Given instruction
Quote exactly the lines running from the line with "Would you mind marking the rider" to the end of the entries, including both, and nothing else.

———

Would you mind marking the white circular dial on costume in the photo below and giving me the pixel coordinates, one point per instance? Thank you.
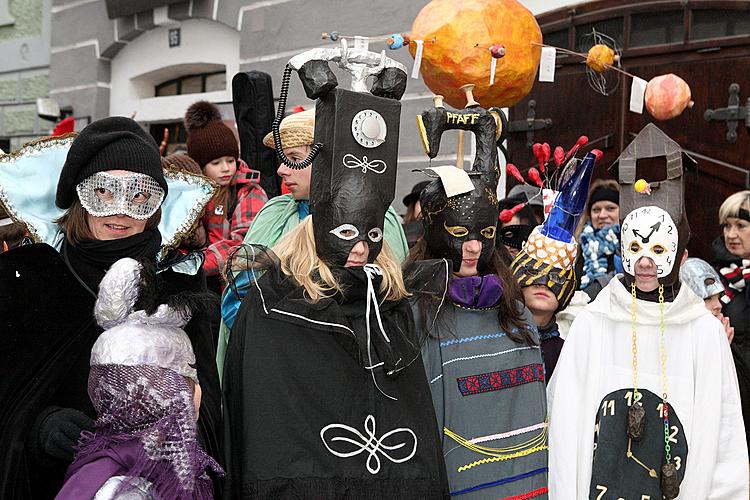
(368, 128)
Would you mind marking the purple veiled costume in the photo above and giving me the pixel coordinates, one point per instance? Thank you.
(146, 422)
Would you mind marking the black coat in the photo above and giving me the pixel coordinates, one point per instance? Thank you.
(48, 330)
(295, 388)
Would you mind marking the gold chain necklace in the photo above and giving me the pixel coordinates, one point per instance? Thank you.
(636, 414)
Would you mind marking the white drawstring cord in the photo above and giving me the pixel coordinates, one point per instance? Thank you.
(370, 271)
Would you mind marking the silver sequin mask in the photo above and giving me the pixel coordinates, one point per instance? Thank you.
(136, 195)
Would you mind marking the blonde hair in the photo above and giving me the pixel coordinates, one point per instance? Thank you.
(299, 260)
(732, 205)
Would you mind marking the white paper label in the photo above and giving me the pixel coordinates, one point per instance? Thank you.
(361, 42)
(637, 90)
(455, 180)
(417, 59)
(547, 65)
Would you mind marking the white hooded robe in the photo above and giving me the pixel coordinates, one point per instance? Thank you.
(702, 388)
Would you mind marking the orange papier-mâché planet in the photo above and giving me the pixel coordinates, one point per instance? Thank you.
(667, 96)
(458, 36)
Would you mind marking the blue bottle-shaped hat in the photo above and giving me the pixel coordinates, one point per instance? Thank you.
(570, 202)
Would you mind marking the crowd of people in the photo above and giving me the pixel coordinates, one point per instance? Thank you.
(318, 345)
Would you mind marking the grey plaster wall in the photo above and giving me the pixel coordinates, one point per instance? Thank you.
(24, 70)
(273, 34)
(85, 40)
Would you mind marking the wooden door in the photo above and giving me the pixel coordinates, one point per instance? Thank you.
(706, 43)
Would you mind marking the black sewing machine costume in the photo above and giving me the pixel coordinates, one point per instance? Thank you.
(329, 399)
(487, 381)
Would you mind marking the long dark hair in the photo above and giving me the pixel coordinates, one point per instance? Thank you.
(509, 314)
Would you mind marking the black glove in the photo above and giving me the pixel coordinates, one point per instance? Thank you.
(59, 432)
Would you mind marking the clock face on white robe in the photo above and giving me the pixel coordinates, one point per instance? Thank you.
(649, 232)
(626, 469)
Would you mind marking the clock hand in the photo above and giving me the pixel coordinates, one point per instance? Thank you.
(651, 472)
(654, 228)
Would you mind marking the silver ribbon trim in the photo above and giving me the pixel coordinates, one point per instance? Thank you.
(373, 446)
(376, 166)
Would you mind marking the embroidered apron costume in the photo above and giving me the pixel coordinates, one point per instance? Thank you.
(487, 389)
(329, 399)
(47, 297)
(644, 401)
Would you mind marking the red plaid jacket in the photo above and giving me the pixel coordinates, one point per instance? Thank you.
(224, 235)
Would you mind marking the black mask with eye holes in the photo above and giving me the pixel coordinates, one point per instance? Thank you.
(356, 217)
(449, 222)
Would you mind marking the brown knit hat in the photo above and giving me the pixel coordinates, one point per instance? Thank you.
(208, 137)
(182, 162)
(295, 130)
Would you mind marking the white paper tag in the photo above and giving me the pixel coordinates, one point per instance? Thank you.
(361, 42)
(637, 90)
(547, 64)
(417, 59)
(455, 180)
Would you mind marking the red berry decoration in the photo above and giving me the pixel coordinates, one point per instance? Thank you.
(517, 208)
(535, 177)
(512, 170)
(546, 151)
(559, 156)
(505, 215)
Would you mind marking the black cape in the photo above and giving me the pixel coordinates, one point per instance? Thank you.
(299, 403)
(48, 330)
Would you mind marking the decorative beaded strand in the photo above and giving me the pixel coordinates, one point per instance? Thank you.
(663, 362)
(664, 376)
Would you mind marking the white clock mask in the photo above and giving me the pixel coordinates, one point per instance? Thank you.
(649, 232)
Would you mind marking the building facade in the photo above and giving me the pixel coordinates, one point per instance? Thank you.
(150, 59)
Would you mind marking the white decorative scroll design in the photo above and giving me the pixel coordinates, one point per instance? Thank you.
(402, 439)
(376, 166)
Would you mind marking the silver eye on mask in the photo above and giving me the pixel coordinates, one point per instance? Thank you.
(136, 195)
(375, 234)
(342, 230)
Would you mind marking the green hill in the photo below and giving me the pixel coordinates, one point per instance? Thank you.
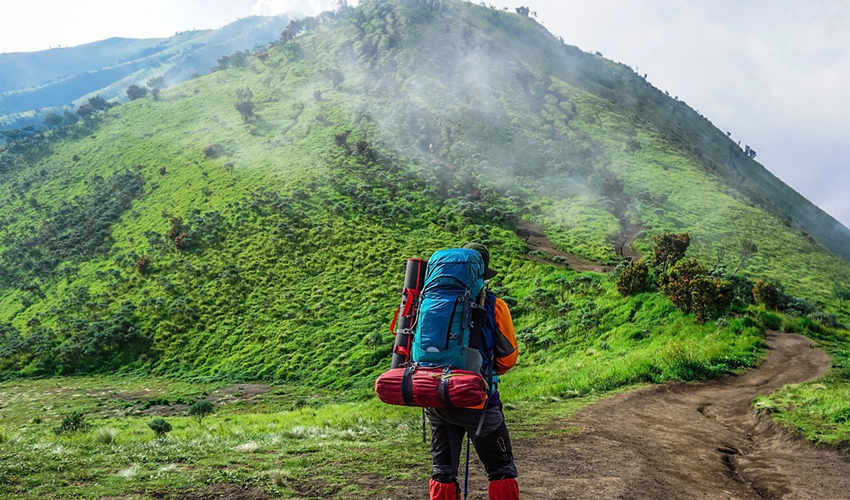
(33, 84)
(253, 225)
(174, 237)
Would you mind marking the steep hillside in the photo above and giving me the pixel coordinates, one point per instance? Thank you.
(36, 83)
(254, 223)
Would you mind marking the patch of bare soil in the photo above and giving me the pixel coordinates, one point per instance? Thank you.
(224, 395)
(624, 243)
(536, 240)
(682, 441)
(218, 492)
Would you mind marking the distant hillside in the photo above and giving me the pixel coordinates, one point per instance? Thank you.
(254, 222)
(34, 83)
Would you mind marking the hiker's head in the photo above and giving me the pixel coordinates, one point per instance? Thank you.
(485, 256)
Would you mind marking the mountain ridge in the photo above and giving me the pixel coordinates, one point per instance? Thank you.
(266, 239)
(108, 67)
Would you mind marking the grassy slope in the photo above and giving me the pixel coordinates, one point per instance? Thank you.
(324, 261)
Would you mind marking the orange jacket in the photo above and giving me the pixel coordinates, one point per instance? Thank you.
(505, 338)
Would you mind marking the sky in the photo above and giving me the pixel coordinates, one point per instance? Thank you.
(774, 73)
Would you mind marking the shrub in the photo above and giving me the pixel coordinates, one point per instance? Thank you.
(71, 423)
(160, 427)
(692, 290)
(135, 92)
(669, 249)
(770, 320)
(199, 410)
(826, 319)
(143, 264)
(633, 279)
(766, 294)
(104, 435)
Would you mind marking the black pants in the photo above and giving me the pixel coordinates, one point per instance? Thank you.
(448, 427)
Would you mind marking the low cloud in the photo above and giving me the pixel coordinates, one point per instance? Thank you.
(306, 7)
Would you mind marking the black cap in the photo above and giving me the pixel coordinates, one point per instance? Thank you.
(485, 256)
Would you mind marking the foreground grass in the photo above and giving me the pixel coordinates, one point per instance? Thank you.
(311, 452)
(818, 410)
(297, 443)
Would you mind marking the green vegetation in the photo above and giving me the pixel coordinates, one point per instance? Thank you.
(253, 225)
(818, 410)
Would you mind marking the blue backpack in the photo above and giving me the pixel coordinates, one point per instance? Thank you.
(446, 333)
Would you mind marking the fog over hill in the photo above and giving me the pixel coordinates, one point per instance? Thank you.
(33, 84)
(275, 200)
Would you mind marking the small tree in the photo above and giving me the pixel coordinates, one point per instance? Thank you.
(71, 423)
(669, 249)
(765, 293)
(143, 264)
(156, 84)
(843, 295)
(211, 150)
(160, 427)
(691, 289)
(135, 92)
(199, 410)
(245, 104)
(53, 121)
(748, 249)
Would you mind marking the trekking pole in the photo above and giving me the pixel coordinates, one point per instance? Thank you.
(423, 425)
(466, 474)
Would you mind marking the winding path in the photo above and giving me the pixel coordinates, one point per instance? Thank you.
(686, 441)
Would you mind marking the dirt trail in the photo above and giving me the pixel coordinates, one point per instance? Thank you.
(536, 240)
(685, 441)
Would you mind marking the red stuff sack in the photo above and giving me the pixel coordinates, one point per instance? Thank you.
(431, 387)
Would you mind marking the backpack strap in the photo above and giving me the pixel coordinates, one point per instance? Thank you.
(443, 387)
(407, 384)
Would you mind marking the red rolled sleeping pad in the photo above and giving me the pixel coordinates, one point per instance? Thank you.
(432, 387)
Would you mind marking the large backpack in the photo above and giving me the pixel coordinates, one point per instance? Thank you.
(446, 333)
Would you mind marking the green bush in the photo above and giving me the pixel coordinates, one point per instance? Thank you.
(766, 294)
(160, 427)
(692, 290)
(200, 409)
(770, 320)
(72, 423)
(634, 279)
(104, 435)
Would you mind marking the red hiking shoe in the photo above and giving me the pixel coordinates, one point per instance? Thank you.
(504, 489)
(444, 491)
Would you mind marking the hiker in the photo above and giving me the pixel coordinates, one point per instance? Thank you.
(492, 442)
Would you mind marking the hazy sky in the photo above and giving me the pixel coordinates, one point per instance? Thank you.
(775, 73)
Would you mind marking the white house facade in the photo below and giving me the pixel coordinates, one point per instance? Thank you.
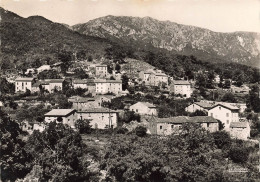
(100, 118)
(69, 116)
(182, 87)
(22, 84)
(144, 108)
(225, 113)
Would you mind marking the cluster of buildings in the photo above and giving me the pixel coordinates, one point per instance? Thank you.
(227, 114)
(91, 109)
(94, 86)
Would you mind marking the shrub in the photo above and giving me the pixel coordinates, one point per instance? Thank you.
(221, 139)
(140, 131)
(254, 132)
(239, 154)
(121, 130)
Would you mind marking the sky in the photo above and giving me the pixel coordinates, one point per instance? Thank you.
(216, 15)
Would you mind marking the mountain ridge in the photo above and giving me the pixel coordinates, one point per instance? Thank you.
(241, 47)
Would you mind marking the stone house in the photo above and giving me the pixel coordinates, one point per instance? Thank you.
(173, 125)
(68, 116)
(22, 84)
(144, 108)
(181, 87)
(240, 130)
(100, 118)
(108, 86)
(78, 83)
(201, 106)
(153, 77)
(226, 113)
(101, 70)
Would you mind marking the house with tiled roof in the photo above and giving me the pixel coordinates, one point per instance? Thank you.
(68, 116)
(48, 84)
(153, 77)
(205, 105)
(23, 84)
(144, 108)
(224, 112)
(100, 118)
(104, 86)
(181, 87)
(173, 125)
(201, 106)
(80, 83)
(101, 70)
(240, 130)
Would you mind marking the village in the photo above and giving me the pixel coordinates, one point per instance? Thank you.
(89, 97)
(129, 91)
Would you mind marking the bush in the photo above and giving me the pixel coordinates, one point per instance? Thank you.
(254, 132)
(239, 154)
(140, 131)
(121, 130)
(221, 139)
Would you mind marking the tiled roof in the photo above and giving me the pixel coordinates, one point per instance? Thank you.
(24, 79)
(107, 81)
(78, 81)
(181, 82)
(80, 99)
(238, 125)
(160, 74)
(59, 112)
(146, 104)
(186, 119)
(205, 105)
(98, 110)
(226, 105)
(56, 80)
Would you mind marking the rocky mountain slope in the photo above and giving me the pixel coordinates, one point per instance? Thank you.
(24, 40)
(240, 47)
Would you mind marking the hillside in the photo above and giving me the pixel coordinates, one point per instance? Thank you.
(25, 40)
(240, 47)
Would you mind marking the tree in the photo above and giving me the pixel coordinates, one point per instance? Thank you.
(229, 97)
(83, 126)
(187, 157)
(125, 80)
(59, 119)
(222, 139)
(15, 162)
(90, 58)
(59, 153)
(227, 84)
(239, 153)
(253, 99)
(140, 131)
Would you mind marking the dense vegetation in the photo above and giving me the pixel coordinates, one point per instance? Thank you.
(59, 154)
(191, 156)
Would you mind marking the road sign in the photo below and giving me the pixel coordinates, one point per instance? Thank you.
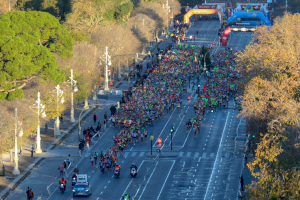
(158, 142)
(189, 99)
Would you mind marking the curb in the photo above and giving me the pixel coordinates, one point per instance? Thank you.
(19, 179)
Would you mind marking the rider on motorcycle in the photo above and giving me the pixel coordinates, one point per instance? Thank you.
(117, 167)
(63, 181)
(133, 166)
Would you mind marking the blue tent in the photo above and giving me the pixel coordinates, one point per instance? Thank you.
(253, 15)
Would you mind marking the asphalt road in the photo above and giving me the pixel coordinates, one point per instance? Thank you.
(205, 167)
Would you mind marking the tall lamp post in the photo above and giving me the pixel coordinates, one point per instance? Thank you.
(59, 98)
(40, 110)
(167, 7)
(16, 170)
(73, 89)
(107, 63)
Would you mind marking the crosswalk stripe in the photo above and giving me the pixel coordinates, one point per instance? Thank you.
(133, 154)
(142, 153)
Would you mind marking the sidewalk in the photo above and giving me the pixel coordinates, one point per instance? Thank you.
(49, 141)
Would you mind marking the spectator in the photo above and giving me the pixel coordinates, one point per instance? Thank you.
(95, 118)
(27, 192)
(32, 149)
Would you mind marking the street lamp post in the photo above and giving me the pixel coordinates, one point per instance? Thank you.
(107, 62)
(59, 94)
(73, 89)
(40, 109)
(16, 170)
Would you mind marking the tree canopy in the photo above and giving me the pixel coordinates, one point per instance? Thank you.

———

Solution
Would you mind marking the rider on motorcycle in the photo above and giving me the pixel coordinates, one point per instance? Thank you.
(117, 167)
(63, 181)
(133, 166)
Would you mind marking the blue tent in the photo above and giving me the pixel coordinates, one point per instance? Thank you.
(253, 15)
Would you mind marking the asphalt road in the photo above and giving me the pixel coordinates, one point per instance? Thank you.
(205, 167)
Would you mind marking the tall lamp post in the photo above and giving me the pixel coordinates, one point per instance? Thank you.
(59, 98)
(40, 110)
(167, 7)
(16, 170)
(73, 89)
(107, 63)
Would you mind marking the crosswalk stripe in the photo above and giving me the pixel coordinates, one point per instance? Thank you.
(133, 154)
(142, 153)
Would you mind marking the sidewalk in the photo above and giving me the pixel coordinates, one point per instance? Thank you.
(49, 141)
Would you mind marking the spectator in the photo above and giving me the pixel coordinates, one point per instance? Thank you.
(95, 118)
(27, 192)
(32, 149)
Would you mind marking the street lamp post in the photo above and giving me the pixel coordinates, one point per instance? Thank you.
(107, 62)
(59, 94)
(73, 89)
(40, 109)
(16, 170)
Would you mind marking the tree canopy in the photo above and giving me the pixel coordinates, one point per instance? Thank you.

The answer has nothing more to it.